I will now turn the conference over to Michael A. J. Farrell
Chairman, Chief Executive Officer and President. Please proceed Mr.
Farrell.
Michael Farrell
Good morning and thank you. Good morning and welcome to the
Annaly Capital Management's Earning Call for the second quarter of
2012. I am Mike Farrell and joining me on the call today are
Wellington Denahan-Norris and Kathryn Fagan.
Annaly's execution and performance in the second quarter was
consistent with what we've been discussing with investors for some
time. We have kept leverage low, we strengthened and executed and
extended the right side of our balance sheet. We have been careful
on our asset selection and maintained a sizable hedge position, all
while continuing to generate mid-teens returns on equity. Our
portfolio positioning reflects our view that there are significant
risks embedded in the financial system, some of which I will
address in my prepared remarks after which we will gladly take
questions about the quarter.
As usual my remarks this morning are up on our website already.
The title for today's missive is Fiscal Union Civil War.
As policymakers ponder the next steps to be taken in solving the
world's fiat currency issues, I thought it would be helpful to
remind people of one precedent in particular for some historical
lessons about the fundamental deterioration we are witnessing
globally.
Much has been made about the contrast between the fiscal union
in the United States and the lack of one in Europe, but recall that
in 1861, eleven southern states decided to dissolve their economic
and political ties with the United States of America, leaving the
Union with twenty members and five border states.
The Confederate States of America had a virtual world monopoly
on agricultural goods like cotton and tobacco. These eleven states
together ranked as the fourth largest economy in the world.
However, they were unable to agree as a group on sharing Treasury
functions and responsibilities, so the Confederate Treasury issued
unsecured notes. When first distributed in 1861, Confederate notes
traded at a premium to gold, based on the assumption that their
value was ultimately secured by the combined revenue of the South's
tobacco and cotton assets. Unfortunately, for the South and for
Confederate note holders, this was not the case. Since the leaders
of the individual states maintained that secession was largely
about state's rights, it would have been inconsistent for them to
consolidate Treasury functions under a central government. Besides,
South Carolina did not trust a Virginian to run their Treasury, and
so the arguments went, state by state.
In late 1861, the Union Navy successfully blockaded the major
Southern ports and naval trade routes, effectively killing
Confederate trade and, as the graph to the left shows, the value of
the Confederate dollar. As exports fell, the value of a Confederate
note fell to a 10% discount to gold. This began a downward spiral
so violent that by mid-1862 it was a 60% discount, by the end of
1863 a 94% discount and still lower into the last two years of the
war.
By 1865 the Confederate economy was in ruins. The South never
fully recovered from the Civil War until the outbreak of World War
II, meaning it took eighty years to rebuild what had been the
fourth largest economy in the world.

Short problem: Reproduce, word for word, the part of the earnings call remarks starting at "Annaly's execution and" and ending at "about the quarter.".

Data provided:
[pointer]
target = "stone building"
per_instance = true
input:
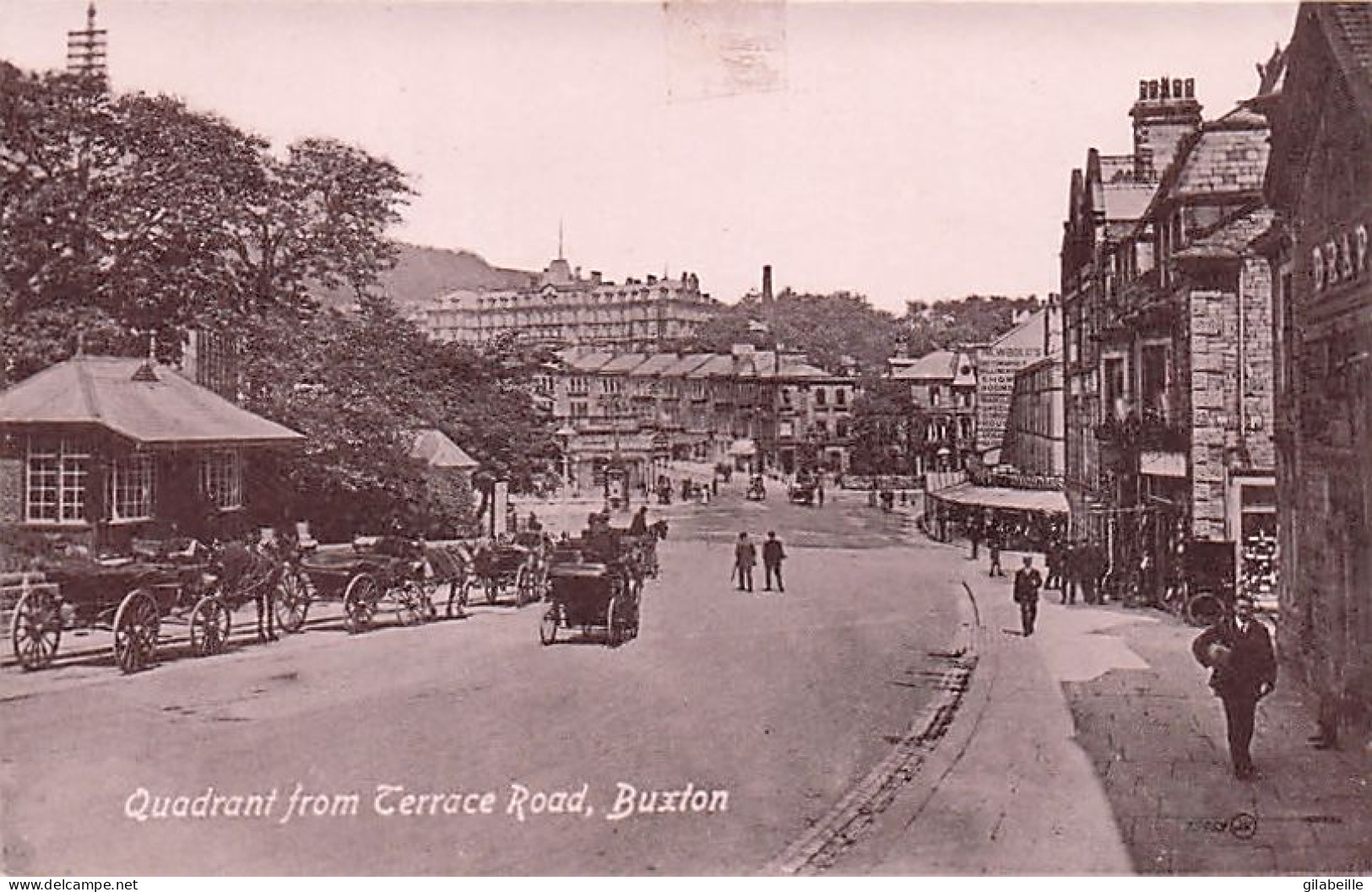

Exercise output:
Annaly's execution and performance in the second quarter was
consistent with what we've been discussing with investors for some
time. We have kept leverage low, we strengthened and executed and
extended the right side of our balance sheet. We have been careful
on our asset selection and maintained a sizable hedge position, all
while continuing to generate mid-teens returns on equity. Our
portfolio positioning reflects our view that there are significant
risks embedded in the financial system, some of which I will
address in my prepared remarks after which we will gladly take
questions about the quarter.